───── Kaynak alıntısı

1993 yılı başında gazeteci Uğur Mumcu bombalı saldırıda öldürüldü. Mumcu´nun son günlerinde PKK lideri Öcalan´ın MİT´le ilişkilerini incelediği, buna dair bir kitap yazmakta olduğu biliniyordu. Mumcu, etrafındakilere Öcalan´la ilgili de ilginç bağlantılara ulaştığını açıklamıştı. Kızı bu durumu şöyle ifade ediyor: Muhtemelen Apo´nun MİT ajanı olduğuna dair bir belgenin izine ulaşmıştı. Bu belgeyi aradığını da biliyordum. Ancak kısa süre sonra suikast meydana geldi. Mumcu´nun öldürülmesiyle başlayan 1993 yılı Türkiye için kanlı ve kara bir yıl oldu. En kanlısının Bingöl´deki 33 er katliamının olduğu çok sayıda peşpeşe gelen olaylarda kendi alanında güçlü ve simge isimler aynı yıl, art arda hayatlarını kaybetti: Cumhurbaşkanı Turgut Özal, Jandarma Komutanı Orgeneral Eşref Bitlis, JİTEM Grup Komutanı Binbaşı Cem Ersever ve gazeteci Uğur Mumcu. Kimi öldürüldü, kiminin ölümünün üzerindeki sis perdesi hala aralanamadı. Bu dört ismin ortak özelliği ise ya PKK´yla mücadelenin doğrudan içinde yer almaları ya da sorunun çözümü için ciddi mesai harcamalarıydı. Bu olaylar sonucunda son yıllarda ´demokratik açılım´ projesiyle yapılmaya çalışılanın benzeri, PKK´nın tasfiyesinin sağlanarak Doğu ve Güneydoğu´nun terörden kurtulması ve barışın sağlanması projesi rafa kaldırıldı.

──────────
───── Veri kümesi alıntısı

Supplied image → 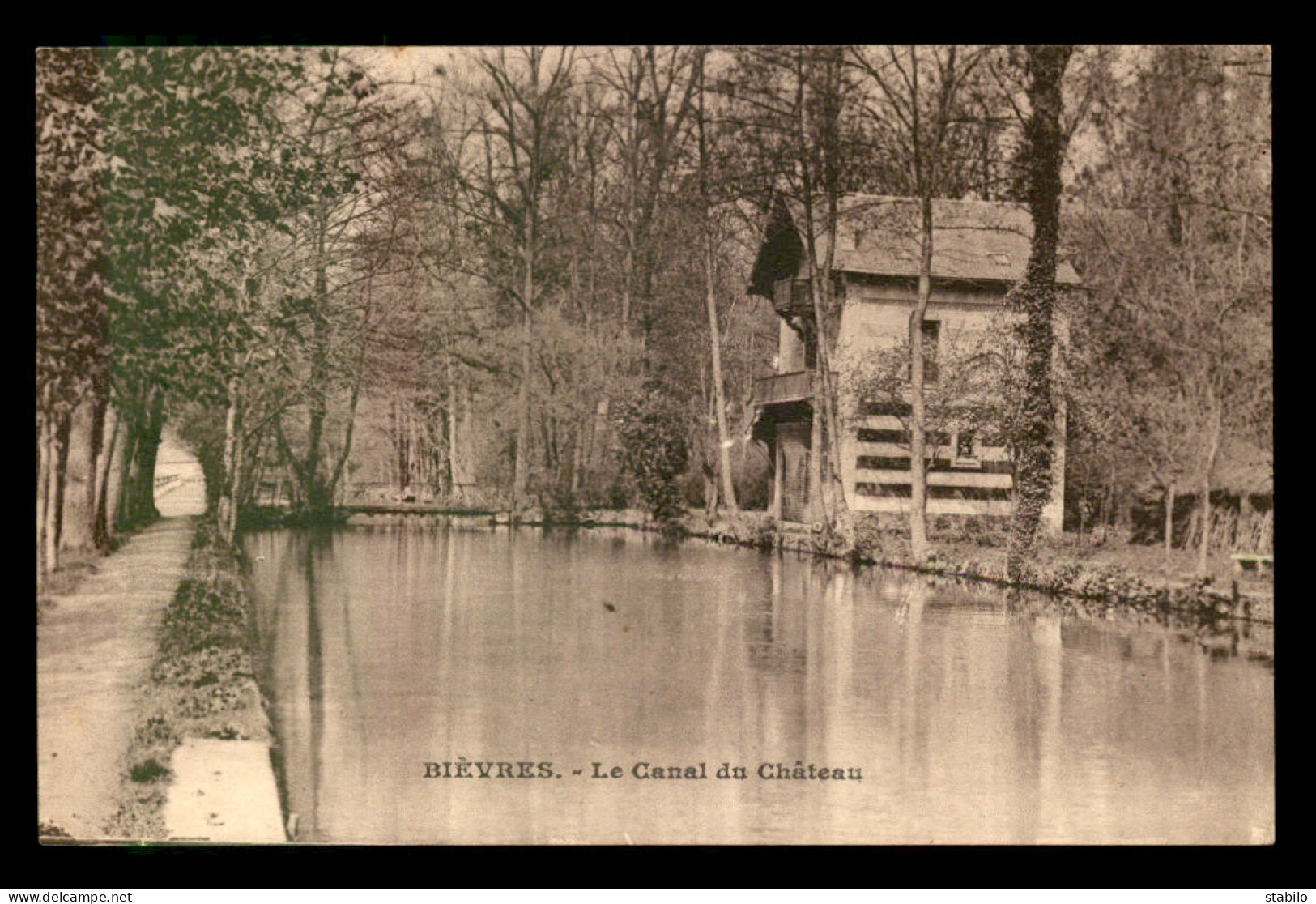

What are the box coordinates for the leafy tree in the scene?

──────────

▸ **Görev**: 1993 yılında art arda yaşanan ölümleri anlatan metnin devamını, son cümlesinden sonra başlayacak şekilde yazar mısınız?

▸ **Alıştırma çıktısı**:
İşte 1993 yılındaki olaylar dizesi
24 Ocak 1993: Uğur Mumcu cinayeti
17 Şubat 1993: Jandarma Komutanı Eşref Bitlis´in uçak kazasında ölümü
17 Nisan 1993: Cumhurbaşkanı Özal´ın kalp krizinden vefatı
24 Mayıs 1993: Bingöl´de 33 asker katliamı
22 Ekim 1993: Tuğgeneral Bahtiyar Aydın suikasti
04 Kasım 1993: JİTEM kurucusu Cem Ersever ve yakın arkadaşlarının öldürülmesi.
(17 Ağustos 2011, 12:08)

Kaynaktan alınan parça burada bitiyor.